■ **Aufgaben zum Bearbeiten**
1: Mit wem wurden laut dem Auszug über die Residenzarbeit die Workshops des Bewegungslabors entwickelt?
2: Setze den Auszug über die Residenzarbeit nach seinem letzten Satz fort.

■ **Ausgewählter Auszug**
_____
2.4. Recherche-und Residenz-Arbeit
Die Workshops des Bewegungslabors habe ich parallel in einer Residenz im Quartier am Hafen gemeinsam mit David Kummer entwickelt. Mir war es ein Anliegen, zusätzlich mit Fine Simonsen und Kilian Löderbusch zu arbeiten, da ich diese zwei sehr jungen Tänzer*innen, die erst nächstes Jahr Abschluss machen, sehr spannend finde. Ich wollte meine choreografische Praxis mit zwei Profis teilen, die meine Arbeit nicht kennen. So konnte ich in diesem Prozess das Vermitteln an "fremden Körpern" erproben und herausfinden, wie sich meine Sprache verändert, wenn ich Profis oder Laien choreografische Anleitungen gebe. Es kristallisierten sich ähnliche Fragen heraus: wie benutze ich die Wände; arbeite ich mehr mit dem Raum als Raum / mit dem anderen Körper im Raum; Wie fokussiert bin ich auf das Gehen, auf die Bewegung der Beine und Füße; was brauche ich, um zum Gehen zu kommen, um es als einen eigenen tänzerischen Ansatz zu begreifen. Für mich war es ein Teilen der Vermittlungspraxis, aber auch der Beginn einer eventuellen Zusammenarbeit.
_____
Einträge der Sammlung:
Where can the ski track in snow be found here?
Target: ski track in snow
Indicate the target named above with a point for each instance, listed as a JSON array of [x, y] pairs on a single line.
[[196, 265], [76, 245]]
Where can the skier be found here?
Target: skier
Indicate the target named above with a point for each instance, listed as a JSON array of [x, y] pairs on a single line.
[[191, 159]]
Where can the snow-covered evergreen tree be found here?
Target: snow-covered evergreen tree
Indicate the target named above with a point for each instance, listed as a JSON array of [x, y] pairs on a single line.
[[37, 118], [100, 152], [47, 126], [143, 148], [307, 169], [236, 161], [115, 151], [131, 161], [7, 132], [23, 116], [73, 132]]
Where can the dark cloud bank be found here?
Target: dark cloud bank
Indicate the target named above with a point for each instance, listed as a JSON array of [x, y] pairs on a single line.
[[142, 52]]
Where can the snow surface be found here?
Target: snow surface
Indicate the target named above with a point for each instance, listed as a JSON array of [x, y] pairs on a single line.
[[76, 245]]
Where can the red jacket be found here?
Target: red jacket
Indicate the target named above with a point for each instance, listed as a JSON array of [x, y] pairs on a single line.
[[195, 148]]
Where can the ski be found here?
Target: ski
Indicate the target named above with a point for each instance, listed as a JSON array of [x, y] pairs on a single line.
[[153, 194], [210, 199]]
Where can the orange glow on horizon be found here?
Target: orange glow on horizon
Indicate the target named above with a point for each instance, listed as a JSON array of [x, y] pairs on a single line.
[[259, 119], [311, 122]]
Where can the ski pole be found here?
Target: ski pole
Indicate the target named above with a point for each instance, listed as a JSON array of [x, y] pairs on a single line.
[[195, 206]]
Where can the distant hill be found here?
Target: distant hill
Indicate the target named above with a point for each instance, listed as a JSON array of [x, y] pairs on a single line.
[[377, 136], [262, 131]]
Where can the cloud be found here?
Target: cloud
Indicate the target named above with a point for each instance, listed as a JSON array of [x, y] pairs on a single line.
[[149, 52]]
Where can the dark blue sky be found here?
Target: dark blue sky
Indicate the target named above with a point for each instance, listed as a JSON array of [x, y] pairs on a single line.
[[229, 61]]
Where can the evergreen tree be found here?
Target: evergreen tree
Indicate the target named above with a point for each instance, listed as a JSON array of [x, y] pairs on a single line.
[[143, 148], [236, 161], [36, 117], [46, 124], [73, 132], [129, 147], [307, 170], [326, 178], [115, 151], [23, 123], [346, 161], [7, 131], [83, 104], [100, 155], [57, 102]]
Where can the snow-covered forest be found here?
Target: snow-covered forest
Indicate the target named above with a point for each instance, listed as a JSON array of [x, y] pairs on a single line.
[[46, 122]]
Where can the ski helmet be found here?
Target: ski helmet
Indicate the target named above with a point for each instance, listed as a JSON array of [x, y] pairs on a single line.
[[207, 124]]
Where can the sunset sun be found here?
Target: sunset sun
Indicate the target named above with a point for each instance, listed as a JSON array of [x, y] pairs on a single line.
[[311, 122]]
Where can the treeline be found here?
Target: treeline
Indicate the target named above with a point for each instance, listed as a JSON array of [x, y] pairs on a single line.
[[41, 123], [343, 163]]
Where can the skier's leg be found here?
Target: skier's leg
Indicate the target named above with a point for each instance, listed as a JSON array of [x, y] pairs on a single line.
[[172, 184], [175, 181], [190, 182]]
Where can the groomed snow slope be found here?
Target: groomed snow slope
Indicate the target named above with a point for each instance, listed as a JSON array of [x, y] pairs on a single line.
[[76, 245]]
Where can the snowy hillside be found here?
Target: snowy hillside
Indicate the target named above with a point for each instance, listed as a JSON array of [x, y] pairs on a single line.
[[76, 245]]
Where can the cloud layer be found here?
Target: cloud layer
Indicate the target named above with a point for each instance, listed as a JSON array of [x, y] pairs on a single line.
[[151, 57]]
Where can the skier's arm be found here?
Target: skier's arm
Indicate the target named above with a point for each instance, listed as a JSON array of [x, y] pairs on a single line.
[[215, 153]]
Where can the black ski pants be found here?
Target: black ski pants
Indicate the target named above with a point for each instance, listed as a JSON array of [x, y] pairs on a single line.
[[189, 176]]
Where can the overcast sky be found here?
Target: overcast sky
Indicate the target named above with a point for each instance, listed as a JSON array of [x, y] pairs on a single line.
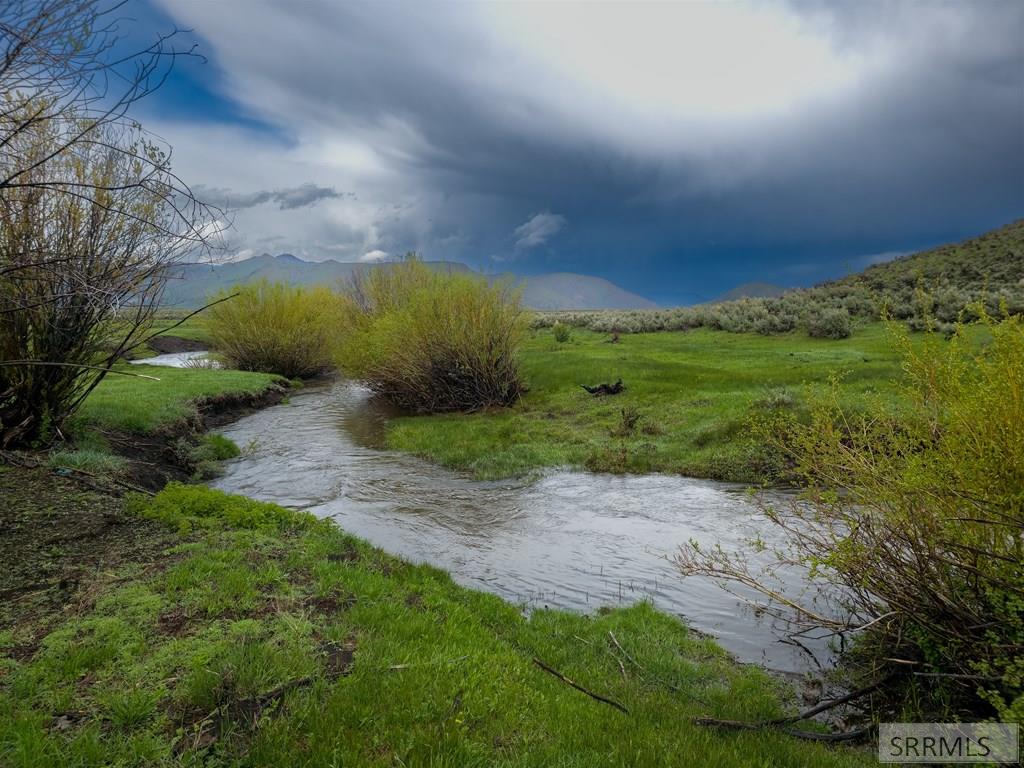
_____
■ **Ergebnisse je Aufgabe**
1: Mit David Kummer.

2:
3. REFLEKTION
3.1. Perspektive Daniela Georgieva
Rückblickend war es für mich sehr gut, dass David Kummer als Spiegel meiner Sprache und Bewegung die Workshops konstant begleitet hat. Ebenso wichtig war es, dass wir davor Zeit hatten, das Bewegungslabor im Quartier am Hafen – sowohl im Studio als auch im urbanen Raum – zu entwickeln, mit Bewegungselementen zu spielen und auszuprobieren. Es hat für mich als Anleitende gut funktioniert, die Teilnehmer*innen zu fordern, in dem ich sie z.B. bat, sich auf den Boden des Museums zulegen, Schuhe auszuziehen, die Wände anzufassen, sich frei performativ zu bewegen. In Zukunft würde ich vor dem Workshop darauf aufmerksam machen, dass man, wenn man sich nicht darauf einlassen kann, den Raum verlassen könne, um die Gruppe nicht zu stören. Je nach Raumsituation würde ich mehr Zeit benötigen, um mit den Teilnehmer*innen allein oder in Gruppen zu arbeiten.
4. AUSBLICK
Das Dokumentationsmaterial in Form von Zeichnungen, Notizen und Bildern wird in mein digitales Judson Dance Archive eingearbeitet und online verfügbar sein.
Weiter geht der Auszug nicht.